PASSAGE:
------------

# Cotton yarn sale - Pisgah



## PollySC (Jan 17, 2006)

For those who use cotton yarn, Pisgah is closing and selling off their inventory. Prices are 50% off (except for peachs-n-creme) and the cones are a real bargain. They have everything from fine crochet cotton to double-worsted weight. I have used their yarns for my crocheted lace sweaters and the quality is excellent; they use long-staple cotton and have beautiful colors. I'm so sad to see them close.

elmore-pisgah.com is the address


----------



## weever (Oct 1, 2006)

Oh, no! Another mill bites the dust. I looked at the website and didn't see signs of them closing, so you must have heard about it somewhere else. 

Love the peaches and cream, wish that was on sale...


----------



## PollySC (Jan 17, 2006)

True, Weever, the website says "inventory reduction" and doesn't mention the closing. Local news reports tell of the sale and closing -- 81 jobs lost, a 40-year-old company. I've heard this is the last cotton yarn mill in NC. There are many empty textile mills here in SC, too, and much less cotton grown here than in years past.


----------



## shepmom (May 29, 2003)

weever said:


> Oh, no! Another mill bites the dust. I looked at the website and didn't see signs of them closing, so you must have heard about it somewhere else.
> 
> Love the peaches and cream, wish that was on sale...


Herrschners catalog has Sugar and Cream priced 16.99/cone vs a cone of P n C at 7.49 from Pisgah's website. http://www.peaches-creme.com/
What doesn't get purchased before they close will be shipped to Canada to SpinRite (Bernat,Paton,Lily).

I am broken hearted for those wonderful folks soon to be with no jobs. Flo has worked there for 34+ years.

I read cotton prices are soaring this year, something about China having a 30-40% crop loss(rain/flood). News headliner online stated to expect cottom summer clothes to jump 80% this year.

------------

(Images for object localization)
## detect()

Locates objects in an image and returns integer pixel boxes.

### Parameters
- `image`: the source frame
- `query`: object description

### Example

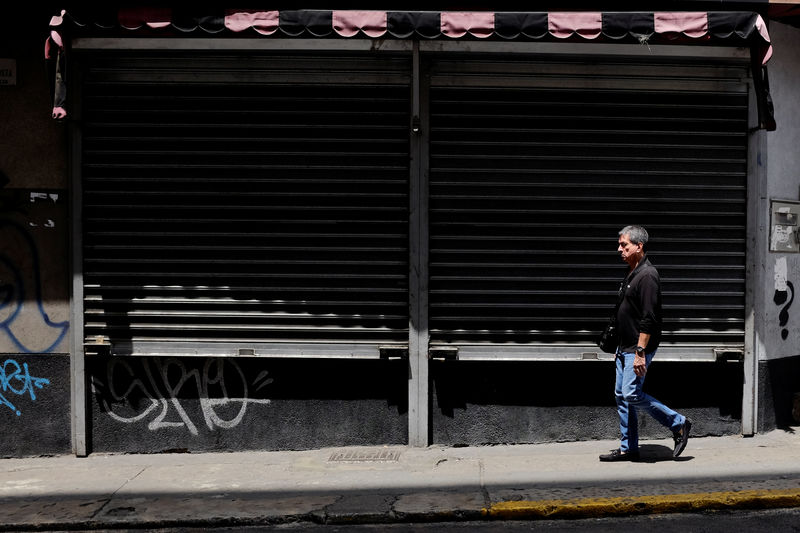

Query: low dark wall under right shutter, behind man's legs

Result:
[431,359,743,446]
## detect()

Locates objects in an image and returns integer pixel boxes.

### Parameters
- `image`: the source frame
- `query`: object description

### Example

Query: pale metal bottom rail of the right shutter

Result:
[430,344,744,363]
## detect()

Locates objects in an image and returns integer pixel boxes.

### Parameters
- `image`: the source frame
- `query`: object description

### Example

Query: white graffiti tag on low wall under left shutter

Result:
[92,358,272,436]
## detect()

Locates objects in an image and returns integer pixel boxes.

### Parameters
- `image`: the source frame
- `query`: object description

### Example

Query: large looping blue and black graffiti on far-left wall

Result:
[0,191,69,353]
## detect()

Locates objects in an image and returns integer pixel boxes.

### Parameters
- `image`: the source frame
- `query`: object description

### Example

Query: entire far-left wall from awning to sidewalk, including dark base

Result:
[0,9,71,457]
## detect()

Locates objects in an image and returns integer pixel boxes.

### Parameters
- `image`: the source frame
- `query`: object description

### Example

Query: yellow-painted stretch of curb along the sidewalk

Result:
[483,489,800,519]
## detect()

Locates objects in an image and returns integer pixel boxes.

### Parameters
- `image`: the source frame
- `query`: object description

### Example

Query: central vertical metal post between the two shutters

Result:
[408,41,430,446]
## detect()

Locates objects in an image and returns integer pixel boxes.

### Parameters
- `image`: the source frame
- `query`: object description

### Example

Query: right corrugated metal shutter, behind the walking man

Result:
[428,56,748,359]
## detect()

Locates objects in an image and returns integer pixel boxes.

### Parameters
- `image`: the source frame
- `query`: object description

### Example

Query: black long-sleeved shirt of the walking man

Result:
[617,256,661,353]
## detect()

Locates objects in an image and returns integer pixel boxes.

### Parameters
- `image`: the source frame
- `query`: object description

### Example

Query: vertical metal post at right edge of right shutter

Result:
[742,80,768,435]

------------

ABOUT THIS EXERCISE:
Reproduce the part of the cotton yarn thread from "Herrschners catalog has" to "for 34+ years." word for word.

REPLY TO THE TASK:
Herrschners catalog has Sugar and Cream priced 16.99/cone vs a cone of P n C at 7.49 from Pisgah's website. http://www.peaches-creme.com/
What doesn't get purchased before they close will be shipped to Canada to SpinRite (Bernat,Paton,Lily).

I am broken hearted for those wonderful folks soon to be with no jobs. Flo has worked there for 34+ years.